**Problem description**
List every line in the listing that contains the string "query", matching case exactly.

Coordinate annotation records
○ ○ ○ ○ ○

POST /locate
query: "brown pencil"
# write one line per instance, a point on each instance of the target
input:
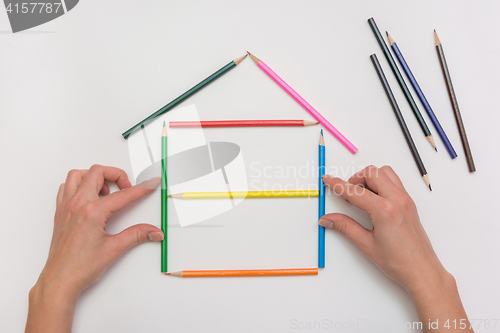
(454, 103)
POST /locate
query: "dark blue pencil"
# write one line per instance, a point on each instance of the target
(421, 96)
(321, 201)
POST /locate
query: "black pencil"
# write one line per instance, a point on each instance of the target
(401, 121)
(454, 103)
(182, 97)
(401, 82)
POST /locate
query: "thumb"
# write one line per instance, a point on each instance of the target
(354, 231)
(136, 234)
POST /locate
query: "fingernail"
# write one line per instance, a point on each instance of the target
(151, 184)
(326, 223)
(155, 236)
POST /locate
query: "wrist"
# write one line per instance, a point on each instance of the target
(51, 308)
(53, 293)
(433, 285)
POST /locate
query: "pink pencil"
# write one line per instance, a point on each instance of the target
(304, 104)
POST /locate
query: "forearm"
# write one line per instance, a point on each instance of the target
(50, 309)
(439, 306)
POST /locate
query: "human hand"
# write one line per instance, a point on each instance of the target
(81, 249)
(398, 244)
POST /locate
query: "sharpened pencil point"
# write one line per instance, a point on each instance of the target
(391, 41)
(254, 58)
(436, 38)
(321, 139)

○ ○ ○ ○ ○

**The answer**
query: "brown pencil"
query: "dark blue pencil"
query: "black pencil"
query: "thumb"
query: "fingernail"
query: "wrist"
query: "pink pencil"
query: "forearm"
query: "human hand"
query: "sharpened pencil point"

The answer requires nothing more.